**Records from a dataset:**
╭──
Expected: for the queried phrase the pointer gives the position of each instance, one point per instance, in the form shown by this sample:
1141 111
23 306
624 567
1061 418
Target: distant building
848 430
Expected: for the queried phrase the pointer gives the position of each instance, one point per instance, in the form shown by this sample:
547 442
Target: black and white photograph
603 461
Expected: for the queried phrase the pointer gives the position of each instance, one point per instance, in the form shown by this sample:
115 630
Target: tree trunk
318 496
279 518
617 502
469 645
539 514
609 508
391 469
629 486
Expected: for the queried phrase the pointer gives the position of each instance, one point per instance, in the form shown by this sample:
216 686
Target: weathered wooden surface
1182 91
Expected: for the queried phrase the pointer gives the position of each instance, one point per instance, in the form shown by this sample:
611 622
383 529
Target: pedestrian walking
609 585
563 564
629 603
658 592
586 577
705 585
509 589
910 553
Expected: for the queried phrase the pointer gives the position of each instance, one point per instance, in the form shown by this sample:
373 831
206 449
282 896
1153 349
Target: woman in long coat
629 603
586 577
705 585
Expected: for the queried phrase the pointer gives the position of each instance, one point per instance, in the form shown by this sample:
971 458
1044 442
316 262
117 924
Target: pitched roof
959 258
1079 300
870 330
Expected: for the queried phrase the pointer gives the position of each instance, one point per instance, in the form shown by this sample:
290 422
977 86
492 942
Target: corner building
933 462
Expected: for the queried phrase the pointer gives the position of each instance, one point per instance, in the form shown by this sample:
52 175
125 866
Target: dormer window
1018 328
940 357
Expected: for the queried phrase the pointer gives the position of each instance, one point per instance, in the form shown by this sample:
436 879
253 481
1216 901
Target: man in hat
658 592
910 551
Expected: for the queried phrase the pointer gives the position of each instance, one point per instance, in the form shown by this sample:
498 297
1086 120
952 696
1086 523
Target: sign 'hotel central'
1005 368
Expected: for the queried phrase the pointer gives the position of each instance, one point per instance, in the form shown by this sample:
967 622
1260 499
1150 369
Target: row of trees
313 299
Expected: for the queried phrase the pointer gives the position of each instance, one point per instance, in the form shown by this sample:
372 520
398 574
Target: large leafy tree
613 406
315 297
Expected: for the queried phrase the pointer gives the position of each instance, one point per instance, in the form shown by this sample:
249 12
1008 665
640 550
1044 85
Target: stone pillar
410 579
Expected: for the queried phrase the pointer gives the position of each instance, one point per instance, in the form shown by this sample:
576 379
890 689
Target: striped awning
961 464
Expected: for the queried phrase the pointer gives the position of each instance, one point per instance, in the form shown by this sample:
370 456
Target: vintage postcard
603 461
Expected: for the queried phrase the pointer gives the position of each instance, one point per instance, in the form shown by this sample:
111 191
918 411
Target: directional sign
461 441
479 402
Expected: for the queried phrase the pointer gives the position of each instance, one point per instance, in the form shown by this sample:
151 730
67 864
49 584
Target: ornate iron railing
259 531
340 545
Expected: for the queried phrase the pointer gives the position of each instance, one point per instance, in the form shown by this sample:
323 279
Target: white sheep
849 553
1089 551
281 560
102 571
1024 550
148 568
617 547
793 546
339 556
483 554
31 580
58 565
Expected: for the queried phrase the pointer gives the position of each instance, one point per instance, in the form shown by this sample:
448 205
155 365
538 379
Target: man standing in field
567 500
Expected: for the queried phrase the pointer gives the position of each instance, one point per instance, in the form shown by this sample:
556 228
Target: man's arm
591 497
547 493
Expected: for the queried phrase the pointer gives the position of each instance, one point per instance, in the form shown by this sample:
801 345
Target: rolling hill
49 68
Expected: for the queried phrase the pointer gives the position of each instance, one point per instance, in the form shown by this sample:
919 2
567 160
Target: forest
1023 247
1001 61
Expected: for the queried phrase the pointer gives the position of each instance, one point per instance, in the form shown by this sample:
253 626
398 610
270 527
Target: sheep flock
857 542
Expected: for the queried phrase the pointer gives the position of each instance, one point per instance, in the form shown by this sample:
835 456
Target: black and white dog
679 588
╰──
**WHAT IS NEEDED:**
Output the records above in their entirety, exactly.

**OUTPUT OF THE TASK:**
Expected: for the queried phrase the pointer gives the position of each instance, one point per instance, in the form shown by this sample:
1141 111
23 306
624 567
1061 418
Target: distant building
848 430
Expected: for the queried phrase the pointer gives the position of each instance, one point per instance, in the form shown by this sample:
547 442
Target: black and white photograph
603 461
Expected: for the queried phrase the pointer gives the position of each instance, one point per instance, in the form shown by this sample:
115 630
Target: tree trunk
318 496
279 518
617 502
469 645
539 514
609 508
391 469
629 486
Expected: for the queried phrase the pointer gives the position of each instance, one point per instance, in the form shown by this sample:
216 686
Target: weathered wooden surface
1182 91
Expected: for the queried phrase the pointer gives the position of each instance, one point per instance, in the form shown by this sample:
611 622
383 529
Target: pedestrian walking
609 585
563 564
629 603
658 592
586 577
705 585
509 589
910 553
Expected: for the queried phrase the pointer gives the position of each instance, one point per instance, in the form shown by this sample:
373 831
206 449
282 896
1153 349
Target: woman in long coat
629 603
586 577
705 585
Expected: for the queried phrase the pointer gives the position of each instance, one point per instance, in the form shown by this sample:
971 458
1044 442
316 262
117 924
Target: pitched roof
959 258
1079 300
870 330
Expected: for the queried phrase the pointer gives the position of each instance, one point per instance, in the form shown by this sample:
290 422
977 86
492 942
Target: corner building
933 462
Expected: for the queried phrase the pointer gives the position of each instance, one point per instance, in the form shown by this sample:
52 175
125 866
Target: dormer window
1018 328
940 357
Expected: for the queried phrase the pointer gives the position of each instance, one point per instance, in the form shown by this sample:
436 879
253 481
1216 901
Target: man in hat
658 592
910 551
Expected: for the queried phrase the pointer gives the position of each instance, one point per instance, in the form shown by this sample:
498 297
1086 120
952 696
1086 523
Target: sign 'hotel central'
1005 368
Expected: for the queried phrase the pointer gives the position of each instance, one point per instance, in the form shown by this sample:
967 622
1260 499
1150 369
Target: row of trees
313 299
Expected: for the queried phrase the pointer gives the position of each instance, one point per instance, in the form shown by this sample:
372 520
398 574
Target: large leafy tree
613 406
315 297
Expected: for the queried phrase the pointer gives the position of each instance, one point per instance, in the form shown by this sample:
249 12
1008 665
640 550
1044 85
Target: stone pillar
410 579
Expected: for the queried phrase the pointer gives the position of each instance, one point per instance, in the form shown by this sample:
576 379
890 689
Target: striped awning
961 464
Expected: for the queried phrase the pointer gives the position of each instance, one point per instance, in the form shown by this sample:
370 456
Target: vintage postcard
603 461
Expected: for the queried phrase the pointer gives the position of each instance, one point per instance, in the form shown by this sample:
111 191
918 411
Target: directional sign
461 441
479 402
Expected: for the queried phrase the pointer gives the position of each instance, one point per instance, in the form shown by this sample:
151 730
67 864
49 584
Target: ornate iron railing
259 531
340 545
Expected: for the queried phrase the pointer gives the position of each instance, one point per instance, in the form shown by this sample:
323 279
Target: white sheep
849 553
1089 551
281 560
102 571
1024 550
148 568
617 547
793 546
339 556
483 554
31 580
58 565
Expected: for the queried phrase the pointer gives the position of each instance, one point per instance, in the form shown by this sample:
448 205
155 365
538 379
Target: man standing in field
567 500
Expected: for the queried phrase the pointer gives the position of each instance, one point per instance, in the form shown by this sample:
556 228
Target: man's arm
591 497
547 493
Expected: for the queried phrase the pointer gives the position of each instance, one point per instance, in the form shown by this sample:
801 345
Target: rolling hill
49 68
Expected: for the queried phrase the pointer gives the position of each instance, one point per instance, in the form shown by this sample:
919 2
567 160
Target: forest
1023 247
1001 61
Expected: for the queried phrase the pointer gives the position of each instance, one point per instance, in the form shown by this sample:
253 626
398 610
270 527
Target: sheep flock
857 542
Expected: for the queried phrase the pointer gives the position of each instance, one point per instance, in the form shown by this sample:
835 456
Target: black and white dog
679 588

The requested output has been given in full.